[Collected data entries]
▼

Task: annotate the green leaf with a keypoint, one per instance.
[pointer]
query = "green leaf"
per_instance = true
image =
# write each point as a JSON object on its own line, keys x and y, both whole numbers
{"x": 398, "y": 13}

▲
▼

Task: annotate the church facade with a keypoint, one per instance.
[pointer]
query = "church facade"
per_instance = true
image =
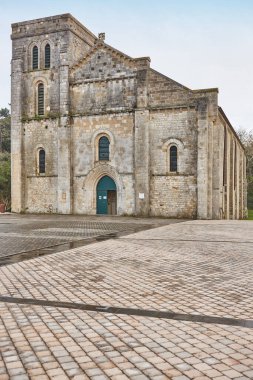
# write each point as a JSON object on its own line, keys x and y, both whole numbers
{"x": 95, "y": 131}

▲

_About this exercise_. Only lines containing the string "green" belong in the answer; find them in the data above and copy them.

_Response below_.
Task: annotate the green leaf with a keypoint, one per instance.
query = "green leaf"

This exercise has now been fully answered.